→ **TASK OBJECTIVE**: Rewrite the lines below as a two-column CSV with the header text,answer, giving one row per labeling instruction: its wording under text and all of its coordinate points under answer. Put each field in double quotes, replace line breaks with spaces, and leave the pictures out.

Stored data

□ □ □

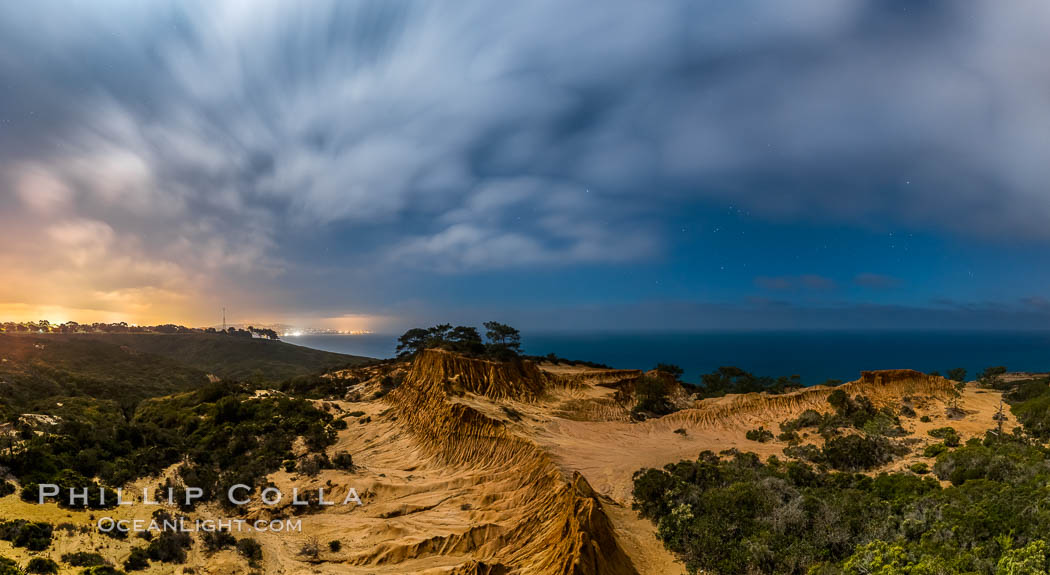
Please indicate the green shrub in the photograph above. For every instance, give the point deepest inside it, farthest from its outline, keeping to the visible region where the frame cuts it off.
(859, 452)
(102, 570)
(35, 536)
(735, 514)
(652, 395)
(251, 550)
(169, 547)
(42, 565)
(947, 434)
(8, 567)
(83, 558)
(342, 460)
(138, 560)
(761, 434)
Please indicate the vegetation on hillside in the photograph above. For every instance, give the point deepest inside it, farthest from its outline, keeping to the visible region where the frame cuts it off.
(224, 434)
(733, 513)
(502, 342)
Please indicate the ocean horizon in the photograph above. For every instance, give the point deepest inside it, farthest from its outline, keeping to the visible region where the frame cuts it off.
(816, 356)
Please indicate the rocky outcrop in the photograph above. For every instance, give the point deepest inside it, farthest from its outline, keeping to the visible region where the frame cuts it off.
(518, 380)
(883, 387)
(548, 524)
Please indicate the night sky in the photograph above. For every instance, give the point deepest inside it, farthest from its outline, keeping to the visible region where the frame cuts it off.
(558, 165)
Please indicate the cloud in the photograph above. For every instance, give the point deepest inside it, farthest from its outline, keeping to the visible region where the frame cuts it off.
(876, 281)
(791, 283)
(212, 136)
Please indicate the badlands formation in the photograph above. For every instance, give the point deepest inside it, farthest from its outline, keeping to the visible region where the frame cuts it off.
(473, 467)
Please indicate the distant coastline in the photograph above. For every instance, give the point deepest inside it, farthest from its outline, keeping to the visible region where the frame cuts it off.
(815, 356)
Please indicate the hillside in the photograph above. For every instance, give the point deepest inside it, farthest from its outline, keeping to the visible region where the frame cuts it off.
(225, 356)
(36, 367)
(468, 466)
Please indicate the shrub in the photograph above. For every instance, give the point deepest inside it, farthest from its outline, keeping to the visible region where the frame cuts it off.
(761, 434)
(102, 570)
(138, 560)
(251, 550)
(947, 434)
(859, 452)
(217, 540)
(41, 565)
(83, 558)
(343, 460)
(35, 536)
(790, 437)
(933, 450)
(8, 567)
(652, 396)
(169, 547)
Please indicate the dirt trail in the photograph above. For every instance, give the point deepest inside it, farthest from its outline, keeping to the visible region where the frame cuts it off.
(473, 467)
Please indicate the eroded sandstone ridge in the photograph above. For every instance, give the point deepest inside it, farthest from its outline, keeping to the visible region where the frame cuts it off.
(558, 525)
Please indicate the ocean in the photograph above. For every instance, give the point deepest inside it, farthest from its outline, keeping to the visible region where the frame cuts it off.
(814, 356)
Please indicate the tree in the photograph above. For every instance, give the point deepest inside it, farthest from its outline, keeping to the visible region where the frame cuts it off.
(503, 335)
(41, 565)
(413, 341)
(670, 369)
(1031, 559)
(138, 560)
(465, 340)
(504, 340)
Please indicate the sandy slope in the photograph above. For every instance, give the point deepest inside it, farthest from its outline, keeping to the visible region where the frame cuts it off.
(473, 467)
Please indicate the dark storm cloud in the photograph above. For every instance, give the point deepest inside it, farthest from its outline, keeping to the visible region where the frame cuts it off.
(491, 134)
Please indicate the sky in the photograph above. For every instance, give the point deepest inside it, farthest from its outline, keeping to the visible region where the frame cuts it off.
(558, 165)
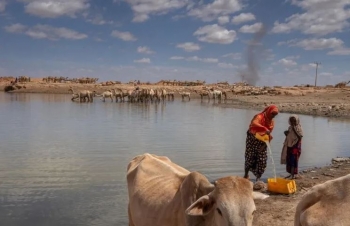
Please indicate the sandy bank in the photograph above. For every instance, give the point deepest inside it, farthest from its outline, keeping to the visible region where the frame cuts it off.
(278, 210)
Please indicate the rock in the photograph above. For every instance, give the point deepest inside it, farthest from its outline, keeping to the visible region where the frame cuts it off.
(340, 159)
(260, 186)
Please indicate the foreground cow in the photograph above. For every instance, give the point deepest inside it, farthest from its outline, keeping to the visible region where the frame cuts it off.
(162, 193)
(326, 204)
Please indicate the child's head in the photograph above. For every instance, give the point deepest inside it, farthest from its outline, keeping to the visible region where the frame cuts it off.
(292, 120)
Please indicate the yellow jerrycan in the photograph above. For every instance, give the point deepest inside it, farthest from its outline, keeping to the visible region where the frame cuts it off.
(263, 138)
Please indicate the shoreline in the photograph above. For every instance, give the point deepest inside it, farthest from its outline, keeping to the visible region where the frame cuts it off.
(319, 101)
(279, 209)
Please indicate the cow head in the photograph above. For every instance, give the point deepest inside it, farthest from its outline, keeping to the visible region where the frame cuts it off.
(231, 203)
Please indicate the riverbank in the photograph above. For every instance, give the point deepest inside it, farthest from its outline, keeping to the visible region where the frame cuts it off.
(322, 102)
(279, 210)
(319, 101)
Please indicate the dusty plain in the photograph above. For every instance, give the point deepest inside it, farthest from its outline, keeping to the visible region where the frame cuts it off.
(277, 210)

□ □ □

→ **TASK RESPONSE**:
text,answer
"Please indicate the green shrub in the photograph above. For every instance, give the point deepest inside it, farthest from its outline, keeping to the visible region where the frame cuts it off.","(859, 452) (102, 570) (35, 536) (735, 514) (652, 395) (251, 550) (169, 547) (42, 565) (947, 434) (8, 567) (83, 558) (342, 460) (138, 560) (761, 434)"
"Please indicate the vegetation on hillside in the photograph above. For every instance, give the point deepest inside it, farthest from its outline, keeping to the visible region where the frame cuts it off.","(224, 434) (733, 513) (502, 342)"
"Please indicate the ocean horizon in the photograph above. For every instance, give the point deepest inside it, farthest from its outline, keeping to the visible region where the frame cuts it off.","(816, 356)"
"Please indicate the rocky outcrop in the photograph above. For every instance, give the point deepest inside it, farthest from its outline, keeping to the visible region where the frame cuts it off.","(518, 380) (883, 387) (548, 524)"
"Please indicate the night sky in the photograph above. For every instance, give the point deepest inside it, farthest from its outline, keeping to the visible region where the frame cuts it off.","(558, 165)"
"Please indicate the cloud in the photograph above. For every instance, give the point deepest inside it, farthest from its outline, keeping to the visible region where the frame cuts it off.","(876, 281) (791, 283) (212, 136)"
"Please indicate the badlands formation in the photograph above. For every instance, give the point deepest inside it, farthest from its outline, keeping to the visible region where the frame cuts it off.","(473, 467)"
"Please indicate the distant coastline in the photograph above. For every instance, give the point deepest inside it, farthest from its outline, keeping to the visible region where the frame cuts it off.","(815, 356)"
"Please indicate the hillside in the photograph above. For every instance, give the point deepest inside it, farthest from its outline, keeping to the visible region where the frame cuts it off.","(225, 356) (36, 367) (468, 466)"
"Please indicate the shrub in the photograph above. For every instance, give the point deepest inside it, farthest from its outline, keeping to the visible region where the frame cuts it off.","(761, 434) (102, 570) (138, 560) (251, 550) (947, 434) (859, 452) (217, 540) (41, 565) (83, 558) (343, 460) (35, 536) (790, 437) (933, 450) (8, 567) (652, 396) (169, 547)"
"Please indicate the dirt trail in the photograph above. For every instance, give the point deepest inside it, farthest from its outline, keeping to the visible region where the frame cuts it off.","(473, 467)"
"Please indicate the eroded sandstone ridge in the photograph above. For every instance, give the point deepest inside it, farthest from its outline, keeping to the visible region where the frame cuts it off.","(558, 525)"
"Please indicate the ocean in the photograph above. For every instance, give the point deepest inside it, farthest from its outline, keeping to the visible region where the frame cuts it off.","(814, 356)"
"Please indicate the tree in the photograph above. For every instance, give the point deepest inside it, farthest from its outline, keeping to the visible region where the frame cuts it off.","(503, 335) (41, 565) (413, 341) (670, 369) (1031, 559) (138, 560) (465, 340) (504, 340)"
"Please indicate the sandy slope in the photograph above. For every instance, give the point deepest inside it, farthest from its outline, keeping to the visible region where the frame cuts it off.","(473, 467)"
"Please indicate the dark storm cloud in the photograph above. For every instance, give the point deepest inside it, farthest from its outline, keeping to the visible region where the frame cuts it off.","(491, 134)"
"Please indicate the sky in the photograph above. For every instance, give the point deepest inside it, farthest from its outline, keeping to the visible region where the frame cuts it off.","(558, 165)"
"Please indicate the sandy bank in the photograph above. For every instance, give the point deepest inside it, farthest from its outline, keeping to the visible region where the frame cuts it off.","(278, 210)"
"Please indicate the rock in the photograph above. For every instance, give the point deepest inside it, farthest from its outline, keeping to the visible region where the frame cuts it off.","(340, 159) (260, 186)"
"Please indicate the foreground cow in the photograph above. For every instance, give the point deepest inside it, farthest from its outline, keeping to the visible region where the frame cuts it off.","(162, 193) (326, 204)"
"Please indicate the child's head in the photograph above. For every instance, give the point deepest inside it, farthest from its outline, keeping to the visible region where the frame cuts it off.","(292, 120)"
"Please indicate the yellow jerrycan in the photograph above. For every instance, give the point deepest inside it, farthest from its outline, keeping to the visible region where the frame cuts it off.","(263, 138)"
"Please indicate the shoreline in the photograph above. For every instance, give the point deepest inside it, farthest from its outline, keeping to the visible region where the frame cuts it off.","(319, 101) (279, 209)"
"Please indicate the cow head in the photograph above. For every instance, give the point deepest inside it, farthest from its outline, keeping to the visible region where the frame cuts it off.","(231, 203)"
"Please indicate the riverbank in the photograph above. For every instance, give the point deepest inside it, farthest from its outline, keeping to the visible region where the frame cuts it off.","(322, 102) (279, 210) (319, 101)"
"Please indicate the dusty plain in the photograph above. For every instance, give the point deepest inside it, farthest from its outline, keeping to the visible region where the frame cuts it off.","(277, 210)"